Three tailbacks have double-digit carries, with Tyler leading the pack (72), followed by Curtis McNeal (24 carries for 203 yards, one TD, 8.5 ypc) and D.J. Morgan (30 carries for 100 yards, 3.3 ypc). The Trojans have also seen sophomore Dillon Baxter -- a former five-star recruit like Woods -- tote the rock nine times for 29 yards.
USC has been particularly reticent to turn to the run when it comes to moving the chains.
Of the Trojans' 123 first downs this season, 52 have come via the run. Cal -- second in the conference in fewest first downs allowed -- has allowed just 17.2 first downs per game, with 47 of 86 coming via the run.
The strength of that ability to stop the run comes from Lupoi's defensive line.
Of the Bears' 38 tackles for loss, 4.5 have come from defensive end Ernest Owusu (ninth in the conference), with an additional four apiece coming from defensive end DeAndre Coleman and senior linebacker Mychal Kendricks. Owusu also has a team-high 2.5 sacks and even two pass break-ups.
Defensive end Trevor Guyton is the most prolific tackler along the defensive front, registering 15 stops, 1.5 sacks and one fumble recovery.
When it comes to the red zone, both teams have been rather unremarkable. Cal's red zone defense is eighth in the conference, allowing opponents to score 85.7 percent of the time, with eight TDs and five field goals. Of the touchdowns that the Bears have allowed, three have been via the rush, and five via the pass. USC's red zone offense is 10th in the Pac-12 (75 percent), scoring 11 TDs and four field goals. Of those 11 touchdowns, four have come on the rush
There is one factor, though, that numbers cannot quantify, and that is the possibility that the Trojans could pull the redshirt of true freshman George Farmer.

AVAILABLE DATA:
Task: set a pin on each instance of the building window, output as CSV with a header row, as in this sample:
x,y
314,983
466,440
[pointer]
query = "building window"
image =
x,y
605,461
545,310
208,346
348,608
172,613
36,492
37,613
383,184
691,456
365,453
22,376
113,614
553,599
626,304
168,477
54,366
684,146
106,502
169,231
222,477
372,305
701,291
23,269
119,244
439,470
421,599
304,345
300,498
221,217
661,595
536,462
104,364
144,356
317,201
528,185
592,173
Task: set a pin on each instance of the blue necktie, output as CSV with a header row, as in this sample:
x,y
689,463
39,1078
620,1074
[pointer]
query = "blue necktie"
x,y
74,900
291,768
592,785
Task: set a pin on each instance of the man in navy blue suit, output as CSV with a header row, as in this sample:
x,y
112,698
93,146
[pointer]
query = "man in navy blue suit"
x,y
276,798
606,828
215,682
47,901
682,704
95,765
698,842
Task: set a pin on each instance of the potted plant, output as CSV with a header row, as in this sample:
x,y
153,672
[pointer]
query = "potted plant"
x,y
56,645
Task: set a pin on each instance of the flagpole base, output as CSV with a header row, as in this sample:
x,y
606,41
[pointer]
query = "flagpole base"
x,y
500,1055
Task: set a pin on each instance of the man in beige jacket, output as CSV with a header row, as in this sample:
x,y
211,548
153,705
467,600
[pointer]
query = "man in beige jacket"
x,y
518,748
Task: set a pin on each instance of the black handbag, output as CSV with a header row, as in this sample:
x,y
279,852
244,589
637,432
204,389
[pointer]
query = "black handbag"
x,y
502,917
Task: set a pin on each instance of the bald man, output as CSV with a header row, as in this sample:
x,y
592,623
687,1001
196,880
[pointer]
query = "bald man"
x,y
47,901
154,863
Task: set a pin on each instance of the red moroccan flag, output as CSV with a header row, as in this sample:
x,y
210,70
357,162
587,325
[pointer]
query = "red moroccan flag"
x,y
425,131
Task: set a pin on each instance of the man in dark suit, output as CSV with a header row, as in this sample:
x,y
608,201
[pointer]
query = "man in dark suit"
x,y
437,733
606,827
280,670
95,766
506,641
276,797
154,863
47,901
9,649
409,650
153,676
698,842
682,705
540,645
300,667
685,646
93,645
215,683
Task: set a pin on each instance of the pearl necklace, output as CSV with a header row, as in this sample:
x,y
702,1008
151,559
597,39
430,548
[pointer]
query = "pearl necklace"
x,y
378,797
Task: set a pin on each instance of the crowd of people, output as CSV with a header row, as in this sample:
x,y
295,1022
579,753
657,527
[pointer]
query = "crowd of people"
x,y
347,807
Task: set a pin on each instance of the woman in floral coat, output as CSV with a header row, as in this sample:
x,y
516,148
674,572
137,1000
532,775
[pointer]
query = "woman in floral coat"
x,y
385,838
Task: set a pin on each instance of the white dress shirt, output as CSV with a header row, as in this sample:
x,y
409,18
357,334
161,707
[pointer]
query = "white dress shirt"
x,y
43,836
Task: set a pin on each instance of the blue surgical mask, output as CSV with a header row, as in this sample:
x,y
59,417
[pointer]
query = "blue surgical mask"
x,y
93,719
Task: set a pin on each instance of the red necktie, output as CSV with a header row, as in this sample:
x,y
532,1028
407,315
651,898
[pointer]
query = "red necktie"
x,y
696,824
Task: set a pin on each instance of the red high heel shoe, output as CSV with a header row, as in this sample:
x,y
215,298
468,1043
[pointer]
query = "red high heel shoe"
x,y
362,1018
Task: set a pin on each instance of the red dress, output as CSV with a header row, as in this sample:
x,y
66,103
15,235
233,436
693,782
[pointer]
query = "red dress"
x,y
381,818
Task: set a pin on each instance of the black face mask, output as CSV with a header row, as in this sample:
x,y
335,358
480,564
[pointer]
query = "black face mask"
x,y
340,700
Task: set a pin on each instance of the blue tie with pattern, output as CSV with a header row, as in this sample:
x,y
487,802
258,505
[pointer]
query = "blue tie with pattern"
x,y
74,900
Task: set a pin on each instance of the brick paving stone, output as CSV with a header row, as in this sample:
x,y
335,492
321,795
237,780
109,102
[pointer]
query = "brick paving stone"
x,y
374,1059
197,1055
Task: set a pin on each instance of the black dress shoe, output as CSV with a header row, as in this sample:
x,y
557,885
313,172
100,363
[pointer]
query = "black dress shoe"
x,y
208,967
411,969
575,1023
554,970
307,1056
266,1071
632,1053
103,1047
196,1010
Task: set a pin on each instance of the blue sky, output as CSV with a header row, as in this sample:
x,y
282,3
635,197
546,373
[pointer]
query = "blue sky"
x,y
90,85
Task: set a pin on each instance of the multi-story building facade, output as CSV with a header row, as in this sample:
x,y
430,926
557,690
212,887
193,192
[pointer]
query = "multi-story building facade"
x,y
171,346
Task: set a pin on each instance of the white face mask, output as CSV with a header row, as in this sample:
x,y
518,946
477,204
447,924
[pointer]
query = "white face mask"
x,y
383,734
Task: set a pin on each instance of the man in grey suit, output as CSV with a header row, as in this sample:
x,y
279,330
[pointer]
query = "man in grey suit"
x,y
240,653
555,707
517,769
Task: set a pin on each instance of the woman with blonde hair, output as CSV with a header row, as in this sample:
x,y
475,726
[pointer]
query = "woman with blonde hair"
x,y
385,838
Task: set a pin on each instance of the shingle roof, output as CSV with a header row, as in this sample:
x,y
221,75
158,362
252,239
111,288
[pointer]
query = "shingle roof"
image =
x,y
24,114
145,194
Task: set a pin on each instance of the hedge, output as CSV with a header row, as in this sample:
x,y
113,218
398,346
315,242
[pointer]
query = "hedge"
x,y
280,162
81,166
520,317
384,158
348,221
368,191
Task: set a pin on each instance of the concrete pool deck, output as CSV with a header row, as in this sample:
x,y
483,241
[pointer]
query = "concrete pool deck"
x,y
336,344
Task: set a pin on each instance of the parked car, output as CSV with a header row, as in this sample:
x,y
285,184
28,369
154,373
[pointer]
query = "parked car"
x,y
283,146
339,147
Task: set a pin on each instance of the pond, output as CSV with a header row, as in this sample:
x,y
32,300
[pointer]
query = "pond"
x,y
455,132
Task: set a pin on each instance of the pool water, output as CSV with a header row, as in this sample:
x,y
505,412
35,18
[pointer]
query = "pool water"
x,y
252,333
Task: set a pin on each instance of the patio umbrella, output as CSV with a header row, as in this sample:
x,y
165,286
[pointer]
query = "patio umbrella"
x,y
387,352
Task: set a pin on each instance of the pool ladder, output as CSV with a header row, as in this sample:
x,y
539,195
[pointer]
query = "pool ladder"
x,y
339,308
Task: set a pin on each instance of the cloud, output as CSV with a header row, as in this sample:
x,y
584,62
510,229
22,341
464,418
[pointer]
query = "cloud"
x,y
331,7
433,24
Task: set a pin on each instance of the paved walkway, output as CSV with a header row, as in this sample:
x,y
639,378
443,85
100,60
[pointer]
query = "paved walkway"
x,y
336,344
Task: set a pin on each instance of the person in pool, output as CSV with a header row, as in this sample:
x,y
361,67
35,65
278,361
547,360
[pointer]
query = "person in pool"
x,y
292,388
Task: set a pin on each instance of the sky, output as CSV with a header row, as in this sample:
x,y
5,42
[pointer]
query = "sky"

PROMPT 1: In the football preview, how many first downs per game has Cal allowed?
PROMPT 2: Rewrite the part of the football preview starting with "Of the Trojans'" and going on through "Lupoi's defensive line.", replacing "conference" with "league".

FINAL ANSWER 1: 17.2

FINAL ANSWER 2:
Of the Trojans' 123 first downs this season, 52 have come via the run. Cal -- second in the league in fewest first downs allowed -- has allowed just 17.2 first downs per game, with 47 of 86 coming via the run.
The strength of that ability to stop the run comes from Lupoi's defensive line.